▸ **What is being asked**:
Quote exactly the lines from the one with "the white metal" to the end of the data, both included; omit the pictures.
*** The records
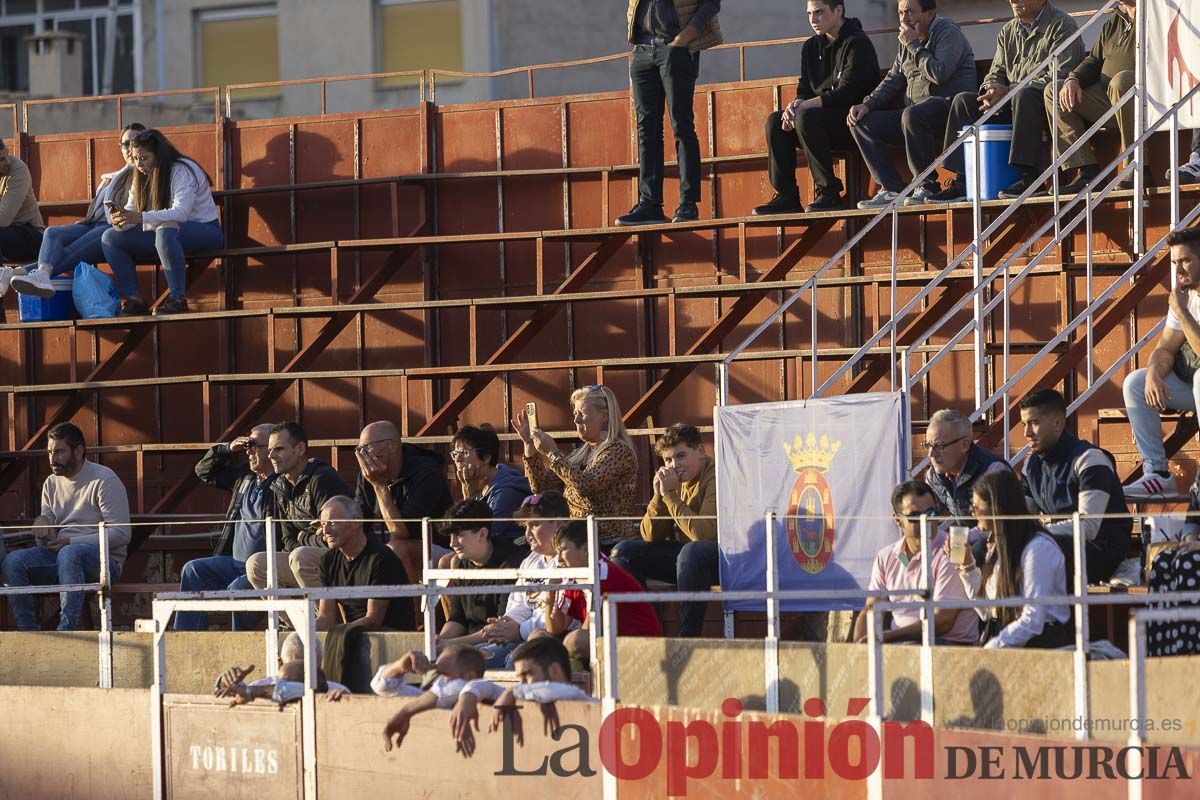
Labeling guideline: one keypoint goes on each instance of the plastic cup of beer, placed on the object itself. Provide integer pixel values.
(958, 543)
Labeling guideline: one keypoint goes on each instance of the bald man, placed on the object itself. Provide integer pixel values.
(244, 533)
(401, 483)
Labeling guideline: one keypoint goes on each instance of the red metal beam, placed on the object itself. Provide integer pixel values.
(449, 413)
(733, 316)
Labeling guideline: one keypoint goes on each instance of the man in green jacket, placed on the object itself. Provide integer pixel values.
(679, 528)
(1091, 90)
(1026, 40)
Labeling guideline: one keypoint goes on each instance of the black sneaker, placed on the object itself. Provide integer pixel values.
(1019, 186)
(779, 204)
(1084, 175)
(133, 307)
(827, 200)
(687, 212)
(172, 306)
(955, 190)
(642, 215)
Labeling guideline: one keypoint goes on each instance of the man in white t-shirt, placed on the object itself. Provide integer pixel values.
(1173, 379)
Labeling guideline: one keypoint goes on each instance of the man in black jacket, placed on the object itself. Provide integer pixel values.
(301, 488)
(839, 67)
(402, 483)
(245, 530)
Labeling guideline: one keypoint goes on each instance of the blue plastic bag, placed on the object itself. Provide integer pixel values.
(94, 293)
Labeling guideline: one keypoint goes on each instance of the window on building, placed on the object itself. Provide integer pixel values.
(419, 35)
(239, 46)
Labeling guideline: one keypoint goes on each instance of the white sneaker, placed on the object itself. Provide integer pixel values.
(34, 283)
(921, 196)
(1152, 486)
(882, 199)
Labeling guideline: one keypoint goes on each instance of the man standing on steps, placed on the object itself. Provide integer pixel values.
(1173, 378)
(839, 67)
(667, 37)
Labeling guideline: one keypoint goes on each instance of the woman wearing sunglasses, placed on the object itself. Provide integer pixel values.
(169, 214)
(599, 477)
(64, 246)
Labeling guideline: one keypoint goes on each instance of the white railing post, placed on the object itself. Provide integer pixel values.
(771, 643)
(105, 600)
(430, 599)
(1081, 608)
(273, 617)
(928, 619)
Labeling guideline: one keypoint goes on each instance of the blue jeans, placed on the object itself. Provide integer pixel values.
(41, 566)
(123, 248)
(64, 246)
(207, 575)
(691, 566)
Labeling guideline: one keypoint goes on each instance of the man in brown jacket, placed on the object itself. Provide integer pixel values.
(21, 221)
(667, 36)
(679, 527)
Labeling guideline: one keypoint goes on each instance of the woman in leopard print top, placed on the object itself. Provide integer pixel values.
(598, 477)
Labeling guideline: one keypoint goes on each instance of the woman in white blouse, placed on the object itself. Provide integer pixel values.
(169, 212)
(1023, 561)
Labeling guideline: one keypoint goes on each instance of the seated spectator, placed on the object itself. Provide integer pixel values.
(477, 459)
(401, 483)
(169, 214)
(1089, 92)
(544, 515)
(1065, 475)
(839, 67)
(1173, 378)
(76, 498)
(21, 218)
(544, 668)
(598, 477)
(899, 567)
(65, 246)
(301, 489)
(955, 463)
(286, 686)
(1036, 30)
(245, 530)
(1023, 561)
(633, 619)
(678, 542)
(444, 679)
(475, 547)
(1188, 172)
(355, 560)
(935, 62)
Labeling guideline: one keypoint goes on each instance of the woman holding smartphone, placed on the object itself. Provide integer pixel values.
(169, 214)
(1023, 561)
(64, 246)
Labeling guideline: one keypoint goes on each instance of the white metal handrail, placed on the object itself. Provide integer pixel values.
(972, 132)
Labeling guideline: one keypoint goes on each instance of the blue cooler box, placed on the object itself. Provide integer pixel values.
(996, 173)
(51, 310)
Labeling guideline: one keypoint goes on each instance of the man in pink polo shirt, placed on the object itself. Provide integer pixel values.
(898, 566)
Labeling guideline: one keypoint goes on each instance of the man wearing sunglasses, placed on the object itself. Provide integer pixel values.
(245, 531)
(402, 483)
(955, 463)
(898, 567)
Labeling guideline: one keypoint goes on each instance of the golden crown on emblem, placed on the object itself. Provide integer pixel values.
(810, 452)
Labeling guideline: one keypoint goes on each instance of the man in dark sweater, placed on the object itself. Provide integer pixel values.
(353, 559)
(667, 37)
(401, 485)
(1065, 475)
(301, 488)
(838, 68)
(1091, 90)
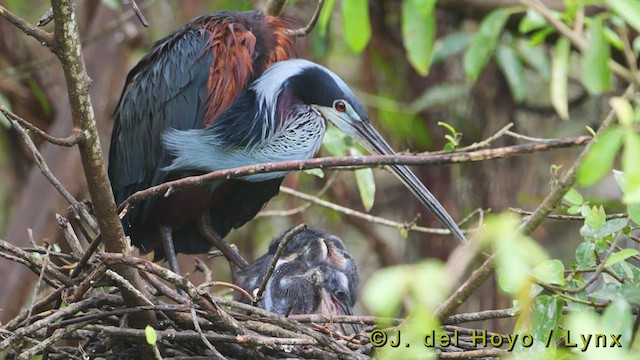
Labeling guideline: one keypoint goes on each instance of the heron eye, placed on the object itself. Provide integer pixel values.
(340, 106)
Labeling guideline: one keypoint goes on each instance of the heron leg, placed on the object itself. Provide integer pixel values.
(170, 252)
(236, 260)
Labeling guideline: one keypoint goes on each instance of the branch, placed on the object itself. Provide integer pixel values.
(350, 161)
(550, 202)
(69, 51)
(312, 22)
(43, 37)
(69, 141)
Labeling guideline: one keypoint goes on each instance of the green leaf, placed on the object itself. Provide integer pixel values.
******
▸ **Answer below**:
Labeling guideline: one keypoint goes on each instance of the white metal handrail, placed on the object itself. Provide integer pixel values.
(972, 132)
Labeling guideline: one keypoint goes on each instance of the blue cooler box, placed on the object itself. Provide integer pixel values.
(996, 173)
(51, 310)
Labeling guideline: one keypoint goes on each instance of the man in pink polo shirt, placed on the object itself. Provide integer pixel values.
(898, 566)
Labeling guideline: one keypoint goes on each instance of the man wearing sunglasses, placed on the object itself. Provide integer pixel values.
(245, 531)
(402, 483)
(955, 463)
(898, 567)
Labeling guideline: one keypoint goes on each instance of the golden crown on emblem, placed on the object itself. Provide integer pixel values.
(810, 452)
Labeling guideline: one keypoint goes on each instance of the man in dark sweater, placed on the object itself. Provide integer pixel values.
(353, 559)
(667, 37)
(401, 485)
(1065, 475)
(301, 488)
(838, 68)
(1091, 90)
Labeling guideline: one keypoint goes on each instance of the heron eye, placed on the object itself. Provide integer pixel values.
(340, 106)
Labeling guideline: one keypoint goes on each instance of the heron leg, placed on the object itself. Provide integer pixel values.
(170, 252)
(236, 260)
Labeling guideline: one keypoint goes on each instance of the branch, placed on the object itself. Provide integer pixel values.
(350, 161)
(550, 202)
(69, 51)
(312, 22)
(43, 37)
(69, 141)
Labeling guideline: one keypoint goes on each instance of the green leaf, placed on the object itself. Provide integer pixel values.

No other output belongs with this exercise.